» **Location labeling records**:
((

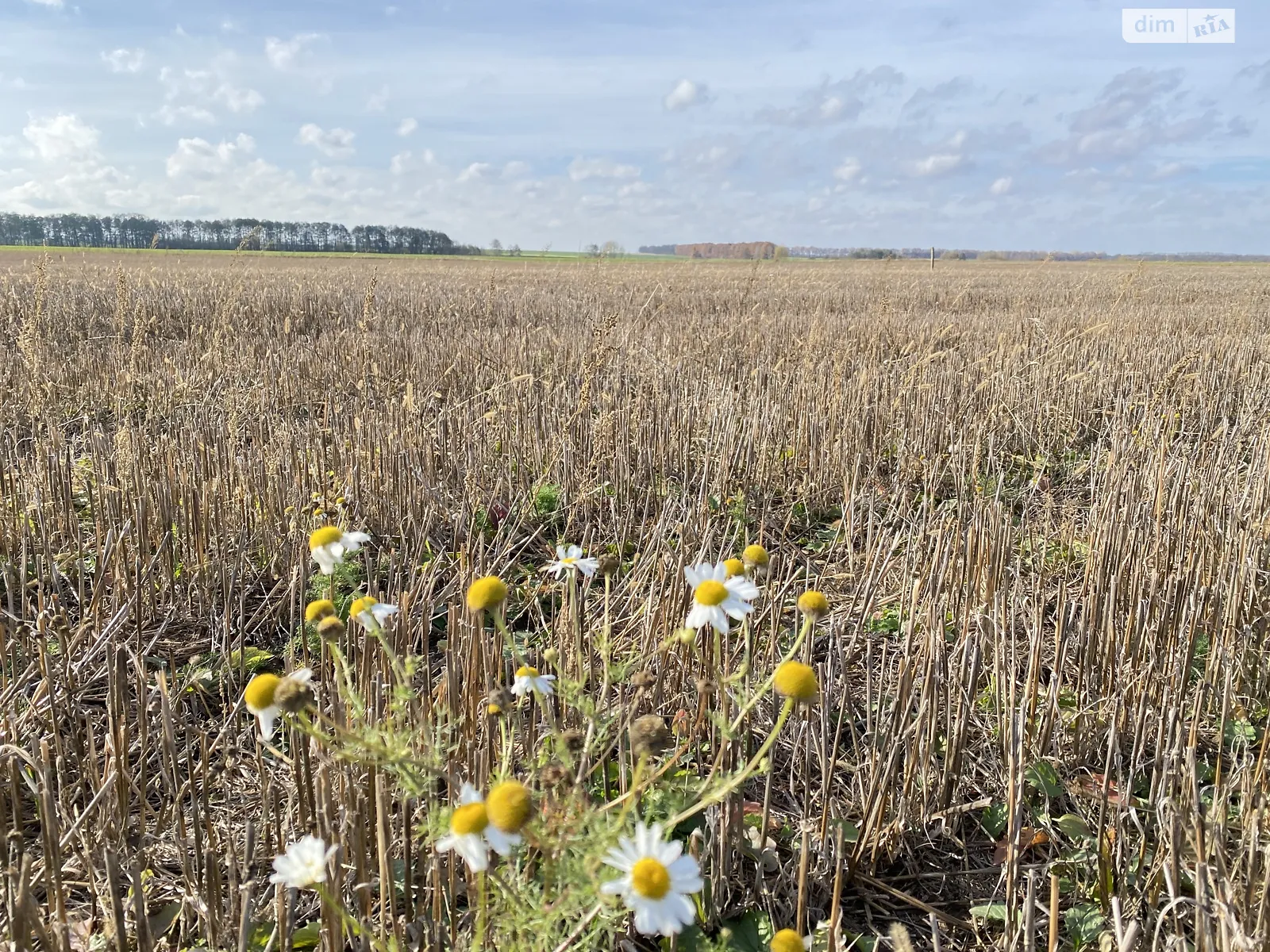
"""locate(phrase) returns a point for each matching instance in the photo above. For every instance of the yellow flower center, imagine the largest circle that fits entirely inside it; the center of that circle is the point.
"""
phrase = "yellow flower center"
(260, 692)
(508, 806)
(813, 603)
(797, 681)
(364, 605)
(470, 818)
(324, 537)
(710, 593)
(319, 609)
(651, 879)
(487, 593)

))

» **What is required**: Revise the records so that every "instance" becomes "occurrence", keeping everything else the same. Omit the pictures from your version.

» **Exercise output**:
"""locate(phrase) returns a point for each matching occurrence in the photo above. For every occurrence of the yellow flower center, imagine the largest circle that fits entirely inside it; the center of that circle is the point.
"""
phrase = "yellow flower center"
(260, 692)
(508, 806)
(813, 603)
(797, 681)
(364, 605)
(470, 818)
(324, 537)
(710, 593)
(319, 609)
(651, 879)
(487, 593)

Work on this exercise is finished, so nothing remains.